Set out each line of the material below as a numbered list, skipping any blank lines.

-------- Records supplied

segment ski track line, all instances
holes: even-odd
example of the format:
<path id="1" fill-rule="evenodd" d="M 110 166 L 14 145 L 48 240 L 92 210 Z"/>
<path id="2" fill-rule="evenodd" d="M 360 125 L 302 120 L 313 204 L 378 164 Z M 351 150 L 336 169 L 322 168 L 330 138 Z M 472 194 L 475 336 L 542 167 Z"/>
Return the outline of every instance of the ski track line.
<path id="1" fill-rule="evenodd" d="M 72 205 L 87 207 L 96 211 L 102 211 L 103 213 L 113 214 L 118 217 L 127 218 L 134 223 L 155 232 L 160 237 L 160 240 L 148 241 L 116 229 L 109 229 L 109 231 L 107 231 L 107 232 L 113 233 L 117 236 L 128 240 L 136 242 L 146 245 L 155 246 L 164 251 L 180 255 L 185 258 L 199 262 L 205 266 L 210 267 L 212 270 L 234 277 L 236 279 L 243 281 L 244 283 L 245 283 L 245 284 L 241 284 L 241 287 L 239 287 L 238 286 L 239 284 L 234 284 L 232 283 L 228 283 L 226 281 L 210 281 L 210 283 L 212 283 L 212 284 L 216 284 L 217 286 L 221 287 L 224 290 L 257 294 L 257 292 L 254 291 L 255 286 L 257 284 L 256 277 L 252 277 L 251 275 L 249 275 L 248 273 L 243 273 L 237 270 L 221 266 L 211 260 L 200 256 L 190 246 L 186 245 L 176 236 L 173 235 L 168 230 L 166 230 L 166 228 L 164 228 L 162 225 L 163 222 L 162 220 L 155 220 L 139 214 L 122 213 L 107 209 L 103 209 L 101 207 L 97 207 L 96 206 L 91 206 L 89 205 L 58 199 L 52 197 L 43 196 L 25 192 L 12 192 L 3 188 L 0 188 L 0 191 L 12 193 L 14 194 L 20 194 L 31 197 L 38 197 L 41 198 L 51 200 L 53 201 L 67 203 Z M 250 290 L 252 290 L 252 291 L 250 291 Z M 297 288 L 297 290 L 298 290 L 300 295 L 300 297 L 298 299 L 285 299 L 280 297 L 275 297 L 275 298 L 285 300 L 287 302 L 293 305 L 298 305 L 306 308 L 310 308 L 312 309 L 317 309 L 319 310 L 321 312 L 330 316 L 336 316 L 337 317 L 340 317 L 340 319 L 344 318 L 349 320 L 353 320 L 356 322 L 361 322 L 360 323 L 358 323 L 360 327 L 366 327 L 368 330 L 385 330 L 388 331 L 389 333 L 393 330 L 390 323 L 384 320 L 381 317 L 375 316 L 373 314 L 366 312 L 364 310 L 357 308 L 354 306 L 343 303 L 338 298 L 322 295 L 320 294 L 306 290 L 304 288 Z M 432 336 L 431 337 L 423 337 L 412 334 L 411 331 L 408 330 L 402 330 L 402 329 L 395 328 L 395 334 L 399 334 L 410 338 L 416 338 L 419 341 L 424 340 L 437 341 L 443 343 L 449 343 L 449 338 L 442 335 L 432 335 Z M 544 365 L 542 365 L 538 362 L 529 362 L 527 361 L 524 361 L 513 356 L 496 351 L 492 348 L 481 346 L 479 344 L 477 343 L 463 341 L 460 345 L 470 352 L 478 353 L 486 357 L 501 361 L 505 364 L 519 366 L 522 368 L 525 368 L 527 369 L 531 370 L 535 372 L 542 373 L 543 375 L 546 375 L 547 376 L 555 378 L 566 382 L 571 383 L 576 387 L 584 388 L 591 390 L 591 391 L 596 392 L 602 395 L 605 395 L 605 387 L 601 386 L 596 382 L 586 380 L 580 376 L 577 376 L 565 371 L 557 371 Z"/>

----------------

- _Problem solution_
1. segment ski track line, all instances
2. holes: even-odd
3. example of the format:
4. <path id="1" fill-rule="evenodd" d="M 110 166 L 14 145 L 48 240 L 92 210 Z"/>
5. <path id="2" fill-rule="evenodd" d="M 360 125 L 302 120 L 313 204 L 378 164 Z M 351 150 L 336 169 L 322 168 L 330 138 Z M 472 194 L 475 336 L 542 167 Z"/>
6. Return the outline of every instance of the ski track line.
7. <path id="1" fill-rule="evenodd" d="M 72 205 L 87 207 L 96 211 L 102 211 L 103 213 L 113 214 L 118 217 L 127 218 L 134 223 L 155 232 L 160 237 L 160 240 L 148 241 L 116 229 L 109 229 L 109 231 L 107 231 L 107 232 L 113 233 L 117 236 L 128 240 L 136 242 L 146 245 L 155 246 L 164 251 L 180 255 L 185 258 L 199 262 L 205 266 L 210 267 L 212 270 L 234 277 L 236 279 L 243 281 L 244 283 L 245 283 L 245 284 L 241 284 L 241 287 L 239 287 L 238 286 L 239 284 L 234 284 L 232 283 L 228 283 L 226 281 L 210 281 L 210 283 L 212 283 L 212 284 L 216 284 L 217 286 L 221 287 L 224 290 L 257 294 L 257 292 L 254 291 L 255 286 L 257 284 L 256 277 L 252 277 L 251 275 L 249 275 L 248 273 L 243 273 L 237 270 L 221 266 L 211 260 L 200 256 L 190 246 L 186 245 L 176 236 L 173 235 L 168 230 L 166 230 L 166 228 L 164 228 L 162 225 L 163 222 L 162 220 L 155 220 L 139 214 L 122 213 L 107 209 L 103 209 L 101 207 L 97 207 L 96 206 L 91 206 L 89 205 L 58 199 L 52 197 L 43 196 L 25 192 L 12 192 L 3 188 L 0 188 L 0 191 L 12 193 L 14 194 L 20 194 L 31 197 L 38 197 L 41 198 L 51 200 L 53 201 L 67 203 Z M 250 290 L 252 290 L 252 291 L 250 291 Z M 297 288 L 297 290 L 298 290 L 300 295 L 300 297 L 298 299 L 285 299 L 280 297 L 275 297 L 275 298 L 285 300 L 287 302 L 293 305 L 298 305 L 306 308 L 310 308 L 312 309 L 317 309 L 319 310 L 321 312 L 330 316 L 336 316 L 337 317 L 340 317 L 340 319 L 344 318 L 349 320 L 353 320 L 356 322 L 361 322 L 360 323 L 358 323 L 360 327 L 366 327 L 368 330 L 385 330 L 388 331 L 389 333 L 393 330 L 390 323 L 384 320 L 381 317 L 375 316 L 373 314 L 366 312 L 364 310 L 357 308 L 354 306 L 343 303 L 338 298 L 322 295 L 320 294 L 306 290 L 304 288 Z M 432 336 L 431 337 L 423 337 L 412 334 L 411 331 L 408 330 L 402 330 L 402 329 L 395 328 L 395 334 L 399 334 L 410 338 L 416 338 L 419 341 L 424 340 L 437 341 L 443 343 L 449 343 L 449 338 L 442 335 L 432 335 Z M 544 365 L 542 365 L 538 362 L 529 362 L 527 361 L 524 361 L 513 356 L 496 351 L 492 348 L 481 346 L 479 344 L 477 343 L 463 341 L 460 345 L 470 352 L 478 353 L 486 357 L 501 361 L 505 364 L 519 366 L 522 368 L 525 368 L 527 369 L 531 370 L 535 372 L 542 373 L 543 375 L 546 375 L 547 376 L 555 378 L 566 382 L 571 383 L 576 387 L 584 388 L 591 390 L 591 391 L 596 392 L 602 395 L 605 395 L 605 387 L 601 386 L 596 382 L 586 380 L 580 376 L 577 376 L 565 371 L 557 371 Z"/>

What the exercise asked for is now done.